Add 75 to every answer coordinate in the stretch of items below from the start through the line containing "x=226 y=144", with both ends included. Rewrite that whole stretch, requests and all, keeping every other number unchanged.

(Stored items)
|---|

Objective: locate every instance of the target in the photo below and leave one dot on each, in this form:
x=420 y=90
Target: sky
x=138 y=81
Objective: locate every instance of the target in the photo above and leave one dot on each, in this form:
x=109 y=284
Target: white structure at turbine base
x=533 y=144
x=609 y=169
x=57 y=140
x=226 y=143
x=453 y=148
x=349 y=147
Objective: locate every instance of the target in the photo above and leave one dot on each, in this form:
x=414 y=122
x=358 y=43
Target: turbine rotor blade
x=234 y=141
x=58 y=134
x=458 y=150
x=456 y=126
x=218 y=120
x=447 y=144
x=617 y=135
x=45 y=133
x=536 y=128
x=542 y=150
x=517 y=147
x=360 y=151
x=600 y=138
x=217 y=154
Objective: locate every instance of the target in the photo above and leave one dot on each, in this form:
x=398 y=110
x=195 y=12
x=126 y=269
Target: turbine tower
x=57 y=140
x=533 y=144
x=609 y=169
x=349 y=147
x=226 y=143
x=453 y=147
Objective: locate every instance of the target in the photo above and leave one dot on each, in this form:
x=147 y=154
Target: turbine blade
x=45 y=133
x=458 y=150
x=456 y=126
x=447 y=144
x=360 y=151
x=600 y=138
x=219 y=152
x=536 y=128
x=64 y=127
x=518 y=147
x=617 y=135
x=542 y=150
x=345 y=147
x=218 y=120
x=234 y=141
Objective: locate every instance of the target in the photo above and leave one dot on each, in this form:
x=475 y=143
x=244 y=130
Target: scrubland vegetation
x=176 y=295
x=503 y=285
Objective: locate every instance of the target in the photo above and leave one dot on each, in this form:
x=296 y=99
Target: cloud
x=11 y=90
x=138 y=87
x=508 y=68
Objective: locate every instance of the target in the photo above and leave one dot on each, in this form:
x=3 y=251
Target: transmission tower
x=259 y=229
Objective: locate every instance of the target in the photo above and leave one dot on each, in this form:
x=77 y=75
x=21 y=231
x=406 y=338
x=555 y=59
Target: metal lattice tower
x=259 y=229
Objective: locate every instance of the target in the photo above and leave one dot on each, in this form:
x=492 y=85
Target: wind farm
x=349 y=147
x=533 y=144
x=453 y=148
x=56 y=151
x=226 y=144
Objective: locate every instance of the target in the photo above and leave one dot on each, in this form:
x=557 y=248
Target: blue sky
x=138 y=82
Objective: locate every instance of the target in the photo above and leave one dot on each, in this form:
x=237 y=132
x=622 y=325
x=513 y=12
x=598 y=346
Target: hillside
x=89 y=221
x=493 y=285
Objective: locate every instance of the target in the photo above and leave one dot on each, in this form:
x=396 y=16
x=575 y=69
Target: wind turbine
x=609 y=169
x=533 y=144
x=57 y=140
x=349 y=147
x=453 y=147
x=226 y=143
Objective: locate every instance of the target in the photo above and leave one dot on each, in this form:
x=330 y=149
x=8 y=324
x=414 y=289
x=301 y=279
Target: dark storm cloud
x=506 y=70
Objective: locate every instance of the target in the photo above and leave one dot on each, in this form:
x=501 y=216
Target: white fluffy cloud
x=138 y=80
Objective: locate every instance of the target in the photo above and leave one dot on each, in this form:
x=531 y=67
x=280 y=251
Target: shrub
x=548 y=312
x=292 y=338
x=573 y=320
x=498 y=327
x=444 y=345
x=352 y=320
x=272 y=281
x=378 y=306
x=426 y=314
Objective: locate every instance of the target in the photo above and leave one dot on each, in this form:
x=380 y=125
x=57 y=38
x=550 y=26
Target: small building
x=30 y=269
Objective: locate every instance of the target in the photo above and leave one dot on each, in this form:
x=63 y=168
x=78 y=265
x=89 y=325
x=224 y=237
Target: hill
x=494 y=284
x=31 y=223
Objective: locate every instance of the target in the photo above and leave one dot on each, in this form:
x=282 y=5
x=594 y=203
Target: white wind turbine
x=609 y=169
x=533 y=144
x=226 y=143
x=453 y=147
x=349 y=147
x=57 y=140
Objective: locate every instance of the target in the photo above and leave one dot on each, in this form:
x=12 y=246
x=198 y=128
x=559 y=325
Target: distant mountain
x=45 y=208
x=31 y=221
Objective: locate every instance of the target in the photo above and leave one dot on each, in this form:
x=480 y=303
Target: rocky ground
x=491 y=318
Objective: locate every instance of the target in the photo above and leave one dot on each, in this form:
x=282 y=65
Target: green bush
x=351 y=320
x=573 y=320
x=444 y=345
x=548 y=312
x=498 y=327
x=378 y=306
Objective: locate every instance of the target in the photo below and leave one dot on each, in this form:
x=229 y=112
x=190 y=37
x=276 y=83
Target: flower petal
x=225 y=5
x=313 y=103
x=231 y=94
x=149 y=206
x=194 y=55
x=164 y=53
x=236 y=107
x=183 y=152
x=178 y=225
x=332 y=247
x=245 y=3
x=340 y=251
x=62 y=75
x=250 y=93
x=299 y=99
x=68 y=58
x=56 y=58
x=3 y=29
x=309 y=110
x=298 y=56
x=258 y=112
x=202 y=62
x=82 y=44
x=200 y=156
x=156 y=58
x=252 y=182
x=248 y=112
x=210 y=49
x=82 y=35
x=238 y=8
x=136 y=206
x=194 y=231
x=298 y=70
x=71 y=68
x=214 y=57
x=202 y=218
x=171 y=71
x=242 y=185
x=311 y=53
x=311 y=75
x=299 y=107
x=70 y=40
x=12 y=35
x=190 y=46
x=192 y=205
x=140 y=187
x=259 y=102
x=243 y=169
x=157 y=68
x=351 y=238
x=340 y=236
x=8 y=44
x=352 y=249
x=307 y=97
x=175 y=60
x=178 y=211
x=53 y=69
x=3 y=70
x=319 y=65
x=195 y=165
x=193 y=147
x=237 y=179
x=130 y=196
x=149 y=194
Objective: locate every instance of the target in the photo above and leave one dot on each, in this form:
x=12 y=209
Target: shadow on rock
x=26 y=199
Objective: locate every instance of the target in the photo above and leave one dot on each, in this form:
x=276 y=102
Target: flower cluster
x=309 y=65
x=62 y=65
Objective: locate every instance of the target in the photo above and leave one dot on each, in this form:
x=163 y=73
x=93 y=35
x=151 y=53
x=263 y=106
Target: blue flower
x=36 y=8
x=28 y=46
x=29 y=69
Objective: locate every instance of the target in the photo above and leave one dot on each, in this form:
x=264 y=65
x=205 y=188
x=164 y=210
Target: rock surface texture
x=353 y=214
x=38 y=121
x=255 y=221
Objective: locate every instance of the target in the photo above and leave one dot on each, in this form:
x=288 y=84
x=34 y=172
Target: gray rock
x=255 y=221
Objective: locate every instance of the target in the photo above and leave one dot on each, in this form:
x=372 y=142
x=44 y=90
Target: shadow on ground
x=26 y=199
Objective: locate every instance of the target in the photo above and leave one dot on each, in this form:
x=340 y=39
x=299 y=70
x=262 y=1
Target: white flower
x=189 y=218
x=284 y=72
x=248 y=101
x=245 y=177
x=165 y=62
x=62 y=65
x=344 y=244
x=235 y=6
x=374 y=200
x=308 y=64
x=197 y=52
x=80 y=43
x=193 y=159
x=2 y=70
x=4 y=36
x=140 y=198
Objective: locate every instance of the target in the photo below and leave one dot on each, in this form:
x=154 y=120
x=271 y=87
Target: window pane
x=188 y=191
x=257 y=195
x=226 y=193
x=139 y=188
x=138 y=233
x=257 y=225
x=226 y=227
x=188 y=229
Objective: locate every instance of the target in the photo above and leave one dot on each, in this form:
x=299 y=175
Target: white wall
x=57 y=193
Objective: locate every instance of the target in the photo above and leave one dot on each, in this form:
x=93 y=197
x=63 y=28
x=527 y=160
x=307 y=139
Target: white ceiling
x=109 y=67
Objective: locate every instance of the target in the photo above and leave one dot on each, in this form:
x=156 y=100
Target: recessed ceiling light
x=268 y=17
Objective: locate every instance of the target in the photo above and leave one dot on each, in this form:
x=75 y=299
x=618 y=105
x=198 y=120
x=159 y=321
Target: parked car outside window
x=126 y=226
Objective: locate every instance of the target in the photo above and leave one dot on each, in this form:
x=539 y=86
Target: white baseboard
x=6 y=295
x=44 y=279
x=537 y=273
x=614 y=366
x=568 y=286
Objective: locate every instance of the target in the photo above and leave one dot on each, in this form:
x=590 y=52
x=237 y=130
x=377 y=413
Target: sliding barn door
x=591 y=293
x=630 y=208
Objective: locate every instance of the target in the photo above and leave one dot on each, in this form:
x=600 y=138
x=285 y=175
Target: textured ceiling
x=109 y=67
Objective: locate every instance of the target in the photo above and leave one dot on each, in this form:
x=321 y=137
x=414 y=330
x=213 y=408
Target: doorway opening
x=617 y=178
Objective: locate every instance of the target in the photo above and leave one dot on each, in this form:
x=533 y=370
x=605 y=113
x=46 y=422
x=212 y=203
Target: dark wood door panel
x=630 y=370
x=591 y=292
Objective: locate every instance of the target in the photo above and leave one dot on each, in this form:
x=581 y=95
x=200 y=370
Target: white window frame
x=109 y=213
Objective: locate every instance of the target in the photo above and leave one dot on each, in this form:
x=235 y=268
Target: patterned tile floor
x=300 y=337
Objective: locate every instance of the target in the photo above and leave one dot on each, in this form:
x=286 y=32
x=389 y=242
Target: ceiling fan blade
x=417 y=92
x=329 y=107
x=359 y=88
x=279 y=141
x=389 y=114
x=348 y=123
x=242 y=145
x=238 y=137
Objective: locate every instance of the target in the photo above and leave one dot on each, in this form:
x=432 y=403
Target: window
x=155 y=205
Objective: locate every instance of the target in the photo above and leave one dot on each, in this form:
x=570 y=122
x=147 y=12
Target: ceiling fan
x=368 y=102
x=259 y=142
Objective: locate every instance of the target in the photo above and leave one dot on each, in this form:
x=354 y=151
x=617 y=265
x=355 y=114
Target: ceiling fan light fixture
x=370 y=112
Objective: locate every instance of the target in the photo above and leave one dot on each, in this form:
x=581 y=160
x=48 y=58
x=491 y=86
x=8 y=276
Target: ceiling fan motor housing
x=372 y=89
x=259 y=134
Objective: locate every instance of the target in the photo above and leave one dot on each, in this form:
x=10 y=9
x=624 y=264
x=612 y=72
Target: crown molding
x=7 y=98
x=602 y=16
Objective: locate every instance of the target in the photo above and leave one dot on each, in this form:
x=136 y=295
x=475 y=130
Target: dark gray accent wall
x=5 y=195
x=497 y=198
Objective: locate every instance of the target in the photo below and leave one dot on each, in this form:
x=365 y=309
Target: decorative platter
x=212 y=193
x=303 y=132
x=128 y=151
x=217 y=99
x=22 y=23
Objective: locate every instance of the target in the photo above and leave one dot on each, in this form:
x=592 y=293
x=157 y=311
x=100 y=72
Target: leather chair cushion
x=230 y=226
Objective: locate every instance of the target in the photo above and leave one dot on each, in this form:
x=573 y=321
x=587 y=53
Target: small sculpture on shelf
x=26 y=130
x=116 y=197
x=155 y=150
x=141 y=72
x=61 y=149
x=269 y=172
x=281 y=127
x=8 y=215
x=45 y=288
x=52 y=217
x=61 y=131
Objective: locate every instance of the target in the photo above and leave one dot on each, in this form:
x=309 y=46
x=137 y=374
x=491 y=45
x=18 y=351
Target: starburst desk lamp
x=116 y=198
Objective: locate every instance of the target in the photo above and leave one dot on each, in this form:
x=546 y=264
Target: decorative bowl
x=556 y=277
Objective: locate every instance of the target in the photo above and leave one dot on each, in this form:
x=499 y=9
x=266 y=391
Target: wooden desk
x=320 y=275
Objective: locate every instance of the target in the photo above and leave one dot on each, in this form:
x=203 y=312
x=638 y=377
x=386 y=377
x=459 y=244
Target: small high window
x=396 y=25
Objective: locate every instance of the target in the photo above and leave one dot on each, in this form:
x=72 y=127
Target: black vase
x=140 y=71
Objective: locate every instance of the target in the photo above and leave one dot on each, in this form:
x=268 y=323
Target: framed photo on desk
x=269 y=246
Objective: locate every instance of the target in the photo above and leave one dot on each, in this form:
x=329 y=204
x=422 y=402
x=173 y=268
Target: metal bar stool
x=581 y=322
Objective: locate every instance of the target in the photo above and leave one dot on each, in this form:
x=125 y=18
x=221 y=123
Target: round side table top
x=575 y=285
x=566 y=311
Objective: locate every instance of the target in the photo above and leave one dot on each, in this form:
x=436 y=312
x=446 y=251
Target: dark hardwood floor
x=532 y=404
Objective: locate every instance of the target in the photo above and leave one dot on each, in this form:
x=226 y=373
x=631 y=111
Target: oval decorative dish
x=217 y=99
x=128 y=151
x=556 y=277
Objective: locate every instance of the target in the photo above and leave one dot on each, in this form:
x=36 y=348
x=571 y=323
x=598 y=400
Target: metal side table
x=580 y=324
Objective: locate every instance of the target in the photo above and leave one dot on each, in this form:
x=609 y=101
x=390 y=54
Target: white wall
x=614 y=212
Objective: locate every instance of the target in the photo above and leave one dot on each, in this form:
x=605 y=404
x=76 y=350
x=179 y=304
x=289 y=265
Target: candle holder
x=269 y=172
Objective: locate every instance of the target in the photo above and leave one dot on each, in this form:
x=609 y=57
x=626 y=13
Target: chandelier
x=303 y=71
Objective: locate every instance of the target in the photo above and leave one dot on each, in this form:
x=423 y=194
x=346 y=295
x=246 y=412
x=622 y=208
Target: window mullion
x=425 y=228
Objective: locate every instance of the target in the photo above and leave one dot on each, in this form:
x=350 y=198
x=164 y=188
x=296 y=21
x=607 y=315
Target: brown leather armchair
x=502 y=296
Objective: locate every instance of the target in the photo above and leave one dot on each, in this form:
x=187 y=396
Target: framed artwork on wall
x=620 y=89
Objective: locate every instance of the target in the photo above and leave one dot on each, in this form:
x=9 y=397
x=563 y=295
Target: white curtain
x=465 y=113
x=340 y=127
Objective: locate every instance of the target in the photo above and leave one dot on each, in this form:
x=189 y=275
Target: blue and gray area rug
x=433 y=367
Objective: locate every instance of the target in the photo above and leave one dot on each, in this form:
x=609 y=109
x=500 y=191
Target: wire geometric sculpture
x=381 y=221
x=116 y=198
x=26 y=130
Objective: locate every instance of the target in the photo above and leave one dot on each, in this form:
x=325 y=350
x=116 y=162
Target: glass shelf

|---|

→ In response
Objective: locate every instance of the target in the photo below and leave one dot on each, in this form:
x=420 y=90
Target: sky
x=213 y=156
Objective: locate every instance of the target in the photo above and leave one dot on each, in this form:
x=109 y=284
Target: white structure at turbine base
x=608 y=219
x=684 y=244
x=132 y=215
x=301 y=218
x=528 y=223
x=424 y=222
Objective: locate every instance of the target in the photo above and leave one dot on each, in this form:
x=414 y=122
x=358 y=43
Target: turbine rotor blade
x=309 y=216
x=133 y=209
x=533 y=225
x=531 y=201
x=293 y=195
x=522 y=219
x=692 y=210
x=120 y=208
x=611 y=203
x=617 y=225
x=592 y=222
x=435 y=226
x=675 y=213
x=292 y=229
Objective: locate every instance of the target in the photo above and leave one dot on each, in this form:
x=398 y=110
x=195 y=12
x=126 y=269
Target: turbine tower
x=132 y=215
x=608 y=219
x=684 y=244
x=424 y=222
x=301 y=218
x=528 y=222
Objective: locate every instance of the target in the photo above and leave one dot on each, in this form:
x=147 y=154
Target: turbine blade
x=120 y=208
x=533 y=225
x=531 y=201
x=522 y=219
x=435 y=226
x=675 y=213
x=294 y=227
x=611 y=203
x=139 y=202
x=593 y=222
x=692 y=210
x=617 y=225
x=420 y=222
x=293 y=195
x=309 y=216
Objective: locate every instance of the target in the photo above and leave one dot on each, in this form:
x=475 y=143
x=244 y=130
Target: scrubland vegetation
x=251 y=370
x=578 y=360
Objective: locate every instance of the target in the photo above and leave one dot on each, in this form:
x=296 y=99
Target: cloud
x=86 y=165
x=213 y=162
x=583 y=143
Objective: locate every instance of the target in the photo above and leave one dot on each, in this form:
x=3 y=251
Target: transmission tower
x=334 y=304
Objective: locate every instance of the target in the photo above and leave one dot on each, in this form:
x=77 y=75
x=21 y=231
x=406 y=338
x=555 y=59
Target: metal lattice tower
x=334 y=304
Objective: locate every instance of the target in the photo above and leave one dot on each, in this form:
x=492 y=85
Target: wind farm
x=424 y=222
x=608 y=219
x=528 y=223
x=131 y=226
x=301 y=219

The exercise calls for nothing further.